### Your instructions:
Collect every line of the listing below that contains the string "path", and copy each one out in full.

### Record set:
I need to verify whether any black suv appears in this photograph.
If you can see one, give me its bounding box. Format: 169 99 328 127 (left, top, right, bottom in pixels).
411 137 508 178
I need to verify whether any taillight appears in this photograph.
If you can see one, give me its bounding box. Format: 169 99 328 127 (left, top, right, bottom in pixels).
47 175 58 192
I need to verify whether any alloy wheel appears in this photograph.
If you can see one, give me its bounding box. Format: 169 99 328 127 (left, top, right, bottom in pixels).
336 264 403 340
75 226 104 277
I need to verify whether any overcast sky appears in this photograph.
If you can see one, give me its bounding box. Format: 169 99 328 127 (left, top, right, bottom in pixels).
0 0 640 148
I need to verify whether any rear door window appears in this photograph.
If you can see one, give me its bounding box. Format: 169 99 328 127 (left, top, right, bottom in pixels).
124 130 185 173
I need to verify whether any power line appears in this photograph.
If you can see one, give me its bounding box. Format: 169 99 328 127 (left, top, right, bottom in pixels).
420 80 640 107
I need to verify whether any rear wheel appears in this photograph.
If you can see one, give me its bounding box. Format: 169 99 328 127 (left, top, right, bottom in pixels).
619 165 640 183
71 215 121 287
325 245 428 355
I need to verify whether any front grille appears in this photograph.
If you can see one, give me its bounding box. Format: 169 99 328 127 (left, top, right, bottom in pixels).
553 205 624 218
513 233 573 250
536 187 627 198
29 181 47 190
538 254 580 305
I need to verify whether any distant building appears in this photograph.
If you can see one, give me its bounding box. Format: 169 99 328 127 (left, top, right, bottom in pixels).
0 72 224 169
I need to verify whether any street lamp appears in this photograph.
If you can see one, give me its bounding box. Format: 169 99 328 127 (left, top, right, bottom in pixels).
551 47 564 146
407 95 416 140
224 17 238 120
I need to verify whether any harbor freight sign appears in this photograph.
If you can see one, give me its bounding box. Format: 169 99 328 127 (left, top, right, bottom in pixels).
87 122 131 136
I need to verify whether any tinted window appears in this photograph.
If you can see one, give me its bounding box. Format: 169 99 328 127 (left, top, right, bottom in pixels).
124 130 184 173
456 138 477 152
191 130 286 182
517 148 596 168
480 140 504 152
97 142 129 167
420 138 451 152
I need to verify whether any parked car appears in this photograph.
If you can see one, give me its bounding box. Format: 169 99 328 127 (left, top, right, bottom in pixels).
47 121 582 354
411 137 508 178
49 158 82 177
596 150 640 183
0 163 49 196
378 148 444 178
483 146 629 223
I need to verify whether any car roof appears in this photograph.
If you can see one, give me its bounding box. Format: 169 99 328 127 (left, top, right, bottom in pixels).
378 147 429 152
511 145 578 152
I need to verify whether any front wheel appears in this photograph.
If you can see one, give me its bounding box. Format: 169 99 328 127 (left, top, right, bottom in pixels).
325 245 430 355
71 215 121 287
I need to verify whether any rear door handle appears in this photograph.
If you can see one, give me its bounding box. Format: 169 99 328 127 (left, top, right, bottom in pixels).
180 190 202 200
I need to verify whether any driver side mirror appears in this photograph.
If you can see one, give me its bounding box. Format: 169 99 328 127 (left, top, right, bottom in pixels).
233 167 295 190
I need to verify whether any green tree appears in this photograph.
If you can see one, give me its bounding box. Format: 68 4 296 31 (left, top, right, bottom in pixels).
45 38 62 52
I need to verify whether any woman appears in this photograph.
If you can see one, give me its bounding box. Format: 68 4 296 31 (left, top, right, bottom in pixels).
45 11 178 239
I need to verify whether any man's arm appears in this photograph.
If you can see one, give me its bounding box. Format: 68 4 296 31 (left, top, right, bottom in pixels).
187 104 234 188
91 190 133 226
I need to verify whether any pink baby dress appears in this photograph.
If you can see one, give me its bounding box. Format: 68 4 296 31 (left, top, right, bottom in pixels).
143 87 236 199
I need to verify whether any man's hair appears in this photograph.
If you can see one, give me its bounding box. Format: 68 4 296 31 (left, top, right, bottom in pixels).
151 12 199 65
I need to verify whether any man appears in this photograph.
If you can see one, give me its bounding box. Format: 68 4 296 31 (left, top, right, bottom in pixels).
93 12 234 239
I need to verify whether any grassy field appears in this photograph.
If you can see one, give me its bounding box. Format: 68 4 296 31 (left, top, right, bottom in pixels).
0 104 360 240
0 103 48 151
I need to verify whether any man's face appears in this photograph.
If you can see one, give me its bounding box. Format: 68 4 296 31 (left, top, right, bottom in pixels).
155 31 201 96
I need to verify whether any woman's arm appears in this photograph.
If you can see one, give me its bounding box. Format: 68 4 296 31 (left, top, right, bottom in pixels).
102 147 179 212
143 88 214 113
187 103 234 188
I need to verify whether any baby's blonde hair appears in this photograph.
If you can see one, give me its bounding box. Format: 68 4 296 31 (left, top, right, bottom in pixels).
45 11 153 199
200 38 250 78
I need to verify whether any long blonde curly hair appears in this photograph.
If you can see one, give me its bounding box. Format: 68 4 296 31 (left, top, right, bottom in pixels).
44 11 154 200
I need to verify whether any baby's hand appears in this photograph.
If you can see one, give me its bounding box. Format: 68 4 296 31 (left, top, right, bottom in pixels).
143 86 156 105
---
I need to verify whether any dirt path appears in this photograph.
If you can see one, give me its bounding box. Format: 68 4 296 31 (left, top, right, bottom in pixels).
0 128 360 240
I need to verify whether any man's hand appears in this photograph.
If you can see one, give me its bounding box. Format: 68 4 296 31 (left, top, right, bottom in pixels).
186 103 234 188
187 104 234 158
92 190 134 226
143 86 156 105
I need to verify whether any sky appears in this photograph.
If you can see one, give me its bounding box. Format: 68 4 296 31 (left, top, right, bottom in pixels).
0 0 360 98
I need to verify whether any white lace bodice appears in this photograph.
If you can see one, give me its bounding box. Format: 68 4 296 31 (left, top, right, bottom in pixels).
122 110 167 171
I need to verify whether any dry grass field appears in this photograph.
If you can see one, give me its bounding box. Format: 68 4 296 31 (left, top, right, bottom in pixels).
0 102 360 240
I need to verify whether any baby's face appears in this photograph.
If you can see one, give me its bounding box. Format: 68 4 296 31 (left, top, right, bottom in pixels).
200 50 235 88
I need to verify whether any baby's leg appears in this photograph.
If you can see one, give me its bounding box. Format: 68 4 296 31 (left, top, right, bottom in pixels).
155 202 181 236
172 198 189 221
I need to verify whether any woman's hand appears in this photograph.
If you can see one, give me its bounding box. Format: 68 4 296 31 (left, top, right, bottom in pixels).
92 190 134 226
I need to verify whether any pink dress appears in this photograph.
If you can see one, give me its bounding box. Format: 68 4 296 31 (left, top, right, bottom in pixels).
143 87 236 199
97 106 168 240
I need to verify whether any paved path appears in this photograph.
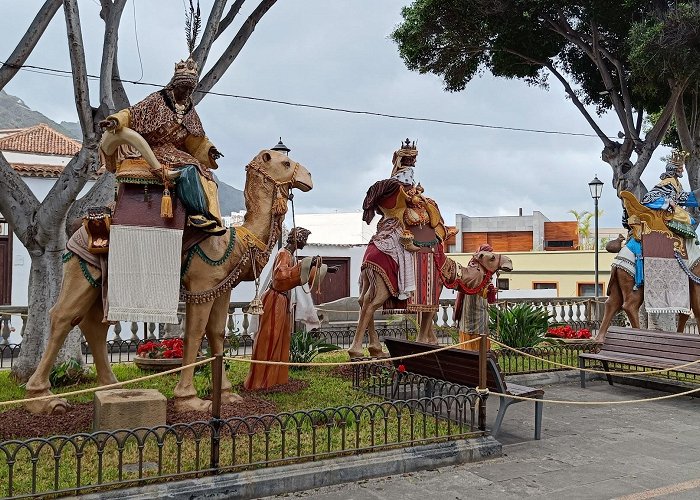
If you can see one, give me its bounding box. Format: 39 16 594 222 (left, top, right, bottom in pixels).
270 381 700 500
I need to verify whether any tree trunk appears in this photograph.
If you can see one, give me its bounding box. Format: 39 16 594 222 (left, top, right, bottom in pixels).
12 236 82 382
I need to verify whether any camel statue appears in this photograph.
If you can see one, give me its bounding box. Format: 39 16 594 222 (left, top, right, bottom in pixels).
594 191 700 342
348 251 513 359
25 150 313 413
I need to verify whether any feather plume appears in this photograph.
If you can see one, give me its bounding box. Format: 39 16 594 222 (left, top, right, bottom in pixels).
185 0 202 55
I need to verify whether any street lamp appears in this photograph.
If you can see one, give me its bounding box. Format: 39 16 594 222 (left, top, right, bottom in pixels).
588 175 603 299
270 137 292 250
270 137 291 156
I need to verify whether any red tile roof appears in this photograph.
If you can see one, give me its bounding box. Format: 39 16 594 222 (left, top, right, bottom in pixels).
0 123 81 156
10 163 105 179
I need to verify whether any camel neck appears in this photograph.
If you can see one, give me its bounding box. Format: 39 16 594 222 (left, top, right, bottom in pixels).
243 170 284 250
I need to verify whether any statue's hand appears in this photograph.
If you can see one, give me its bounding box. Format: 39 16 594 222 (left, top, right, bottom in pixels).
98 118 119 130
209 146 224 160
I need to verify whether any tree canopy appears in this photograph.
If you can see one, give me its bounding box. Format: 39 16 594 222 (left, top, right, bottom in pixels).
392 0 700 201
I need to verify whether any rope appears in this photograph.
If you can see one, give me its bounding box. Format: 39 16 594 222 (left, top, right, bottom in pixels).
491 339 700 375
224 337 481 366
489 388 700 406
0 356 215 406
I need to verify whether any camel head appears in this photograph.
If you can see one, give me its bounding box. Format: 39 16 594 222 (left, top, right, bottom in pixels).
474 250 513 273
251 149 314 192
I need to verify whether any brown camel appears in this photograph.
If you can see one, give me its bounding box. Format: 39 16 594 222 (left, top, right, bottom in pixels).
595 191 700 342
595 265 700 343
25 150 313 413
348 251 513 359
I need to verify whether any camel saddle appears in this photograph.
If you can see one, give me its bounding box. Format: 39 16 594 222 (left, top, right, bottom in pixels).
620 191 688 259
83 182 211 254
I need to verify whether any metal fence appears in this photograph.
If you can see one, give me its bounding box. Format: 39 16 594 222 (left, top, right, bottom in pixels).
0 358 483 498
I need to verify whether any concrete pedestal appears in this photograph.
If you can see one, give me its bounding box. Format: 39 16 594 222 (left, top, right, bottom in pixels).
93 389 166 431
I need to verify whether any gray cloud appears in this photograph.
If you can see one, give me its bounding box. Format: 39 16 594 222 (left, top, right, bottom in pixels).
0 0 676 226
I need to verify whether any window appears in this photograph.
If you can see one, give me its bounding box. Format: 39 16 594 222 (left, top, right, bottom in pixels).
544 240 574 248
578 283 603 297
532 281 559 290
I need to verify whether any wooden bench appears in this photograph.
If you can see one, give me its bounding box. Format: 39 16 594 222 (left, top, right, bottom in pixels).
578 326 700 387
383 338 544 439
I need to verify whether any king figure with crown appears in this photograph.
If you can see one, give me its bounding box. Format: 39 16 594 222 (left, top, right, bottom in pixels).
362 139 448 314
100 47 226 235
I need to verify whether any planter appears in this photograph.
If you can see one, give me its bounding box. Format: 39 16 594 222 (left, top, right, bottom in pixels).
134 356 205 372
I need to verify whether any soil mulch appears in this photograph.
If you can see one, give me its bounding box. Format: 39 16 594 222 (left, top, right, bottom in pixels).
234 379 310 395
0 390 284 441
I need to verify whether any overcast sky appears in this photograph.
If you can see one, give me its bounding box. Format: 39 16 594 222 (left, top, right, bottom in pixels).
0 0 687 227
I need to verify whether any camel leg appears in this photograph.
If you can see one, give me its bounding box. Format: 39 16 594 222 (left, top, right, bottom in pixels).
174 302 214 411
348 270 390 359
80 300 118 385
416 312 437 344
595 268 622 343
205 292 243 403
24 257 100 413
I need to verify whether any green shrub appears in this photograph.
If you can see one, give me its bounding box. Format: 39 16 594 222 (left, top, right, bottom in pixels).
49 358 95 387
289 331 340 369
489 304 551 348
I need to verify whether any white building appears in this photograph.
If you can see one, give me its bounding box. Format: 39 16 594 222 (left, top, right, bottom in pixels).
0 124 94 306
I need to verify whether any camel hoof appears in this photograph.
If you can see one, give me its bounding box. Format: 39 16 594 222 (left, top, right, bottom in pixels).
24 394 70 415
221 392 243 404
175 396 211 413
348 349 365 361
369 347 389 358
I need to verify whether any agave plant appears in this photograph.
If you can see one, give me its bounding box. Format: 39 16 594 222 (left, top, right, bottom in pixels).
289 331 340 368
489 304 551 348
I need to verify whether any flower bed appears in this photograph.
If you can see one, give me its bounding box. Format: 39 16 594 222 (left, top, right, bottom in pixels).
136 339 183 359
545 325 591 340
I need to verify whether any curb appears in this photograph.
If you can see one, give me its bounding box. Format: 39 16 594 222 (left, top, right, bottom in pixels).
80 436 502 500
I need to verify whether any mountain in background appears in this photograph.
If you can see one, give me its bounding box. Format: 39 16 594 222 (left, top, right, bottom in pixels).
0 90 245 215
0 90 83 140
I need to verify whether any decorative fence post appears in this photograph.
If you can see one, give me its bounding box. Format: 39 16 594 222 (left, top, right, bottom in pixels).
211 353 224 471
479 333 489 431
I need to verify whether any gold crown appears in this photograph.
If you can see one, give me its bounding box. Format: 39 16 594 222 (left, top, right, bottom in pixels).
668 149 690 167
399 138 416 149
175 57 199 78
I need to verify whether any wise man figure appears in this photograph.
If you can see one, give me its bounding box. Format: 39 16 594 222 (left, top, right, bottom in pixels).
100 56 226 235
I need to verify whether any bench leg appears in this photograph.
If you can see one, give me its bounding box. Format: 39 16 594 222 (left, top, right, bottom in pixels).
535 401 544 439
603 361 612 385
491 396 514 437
* * *
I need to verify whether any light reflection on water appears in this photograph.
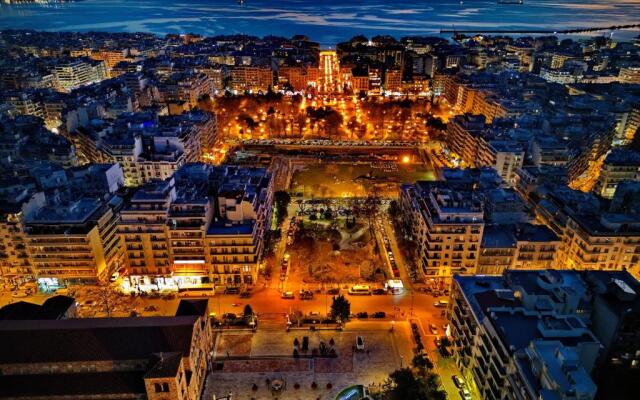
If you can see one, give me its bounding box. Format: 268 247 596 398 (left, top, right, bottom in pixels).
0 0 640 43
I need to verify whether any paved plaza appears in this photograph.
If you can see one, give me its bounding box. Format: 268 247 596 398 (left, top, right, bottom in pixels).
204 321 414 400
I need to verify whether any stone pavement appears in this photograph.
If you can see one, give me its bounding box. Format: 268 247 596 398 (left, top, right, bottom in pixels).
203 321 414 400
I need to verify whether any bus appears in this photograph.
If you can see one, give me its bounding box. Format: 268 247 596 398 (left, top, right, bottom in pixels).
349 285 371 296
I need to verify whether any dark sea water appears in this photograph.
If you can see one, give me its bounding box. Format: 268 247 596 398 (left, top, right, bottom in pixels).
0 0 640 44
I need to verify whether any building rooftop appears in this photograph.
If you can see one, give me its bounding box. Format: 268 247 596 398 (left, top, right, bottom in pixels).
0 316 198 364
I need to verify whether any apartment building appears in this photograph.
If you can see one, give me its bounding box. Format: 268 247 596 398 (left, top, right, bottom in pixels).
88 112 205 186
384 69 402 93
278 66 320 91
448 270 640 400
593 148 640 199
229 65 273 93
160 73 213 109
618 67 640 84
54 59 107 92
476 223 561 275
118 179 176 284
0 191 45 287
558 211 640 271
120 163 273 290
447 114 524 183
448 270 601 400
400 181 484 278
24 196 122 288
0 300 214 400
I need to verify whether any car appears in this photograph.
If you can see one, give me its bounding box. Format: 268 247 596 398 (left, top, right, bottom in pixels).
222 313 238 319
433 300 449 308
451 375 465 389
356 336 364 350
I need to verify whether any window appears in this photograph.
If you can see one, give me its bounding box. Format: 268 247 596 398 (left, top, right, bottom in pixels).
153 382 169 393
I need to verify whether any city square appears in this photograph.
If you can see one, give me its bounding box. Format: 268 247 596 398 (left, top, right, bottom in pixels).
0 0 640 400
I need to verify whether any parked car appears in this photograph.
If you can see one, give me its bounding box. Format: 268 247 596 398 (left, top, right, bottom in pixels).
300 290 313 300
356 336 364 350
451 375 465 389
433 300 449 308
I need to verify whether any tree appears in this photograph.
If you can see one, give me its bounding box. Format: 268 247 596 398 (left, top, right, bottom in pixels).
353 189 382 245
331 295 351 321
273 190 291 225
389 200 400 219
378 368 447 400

### The solution:
I need to verify whether any dirt path appears in this photograph.
I need to verify whether any paved path appears in this photograph.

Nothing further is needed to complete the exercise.